-------- Recorded data
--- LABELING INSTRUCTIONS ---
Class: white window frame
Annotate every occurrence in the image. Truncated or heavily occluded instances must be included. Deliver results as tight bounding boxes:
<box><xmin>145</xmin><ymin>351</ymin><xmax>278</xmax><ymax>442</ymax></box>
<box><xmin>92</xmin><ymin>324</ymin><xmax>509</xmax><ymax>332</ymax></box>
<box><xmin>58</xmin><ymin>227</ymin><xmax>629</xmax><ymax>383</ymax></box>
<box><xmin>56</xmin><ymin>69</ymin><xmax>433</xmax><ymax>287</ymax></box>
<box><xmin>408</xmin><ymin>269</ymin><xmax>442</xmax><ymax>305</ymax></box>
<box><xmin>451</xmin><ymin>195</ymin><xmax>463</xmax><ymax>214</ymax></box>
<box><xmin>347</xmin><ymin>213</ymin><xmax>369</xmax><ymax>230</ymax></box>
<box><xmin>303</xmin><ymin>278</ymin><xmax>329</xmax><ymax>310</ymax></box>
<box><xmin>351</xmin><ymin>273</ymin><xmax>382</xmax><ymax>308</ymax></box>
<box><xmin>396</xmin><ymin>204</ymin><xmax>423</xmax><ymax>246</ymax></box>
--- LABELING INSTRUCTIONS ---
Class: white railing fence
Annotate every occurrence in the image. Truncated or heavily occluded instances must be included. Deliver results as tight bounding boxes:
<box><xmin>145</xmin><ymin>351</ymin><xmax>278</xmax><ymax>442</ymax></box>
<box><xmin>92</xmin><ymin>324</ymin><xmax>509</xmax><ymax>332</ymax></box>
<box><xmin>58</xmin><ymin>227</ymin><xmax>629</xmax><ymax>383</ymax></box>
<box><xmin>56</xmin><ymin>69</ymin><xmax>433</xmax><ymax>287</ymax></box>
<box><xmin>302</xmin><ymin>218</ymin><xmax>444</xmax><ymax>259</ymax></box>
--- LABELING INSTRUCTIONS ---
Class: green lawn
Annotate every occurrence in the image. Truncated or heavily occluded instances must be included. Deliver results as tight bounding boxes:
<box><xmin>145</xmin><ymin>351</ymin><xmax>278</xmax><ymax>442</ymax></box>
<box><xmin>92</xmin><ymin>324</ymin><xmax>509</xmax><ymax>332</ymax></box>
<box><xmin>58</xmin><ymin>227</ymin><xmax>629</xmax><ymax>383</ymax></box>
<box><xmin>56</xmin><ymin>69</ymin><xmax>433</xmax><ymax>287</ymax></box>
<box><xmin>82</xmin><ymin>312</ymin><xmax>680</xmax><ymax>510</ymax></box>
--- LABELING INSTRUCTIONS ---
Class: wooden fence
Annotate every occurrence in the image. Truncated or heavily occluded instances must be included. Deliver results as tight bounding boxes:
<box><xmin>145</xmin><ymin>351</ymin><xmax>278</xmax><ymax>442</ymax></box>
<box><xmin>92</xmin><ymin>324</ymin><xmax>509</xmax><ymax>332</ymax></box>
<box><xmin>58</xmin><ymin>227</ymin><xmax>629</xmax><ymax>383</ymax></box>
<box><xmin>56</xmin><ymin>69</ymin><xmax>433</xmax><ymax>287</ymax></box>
----------------
=== Short exercise ===
Pick out every line in the records above that contains the word "Class", treating uppercase and lowercase as different.

=== The solution ===
Class: white window frame
Class: white railing fence
Class: green lawn
Class: wooden fence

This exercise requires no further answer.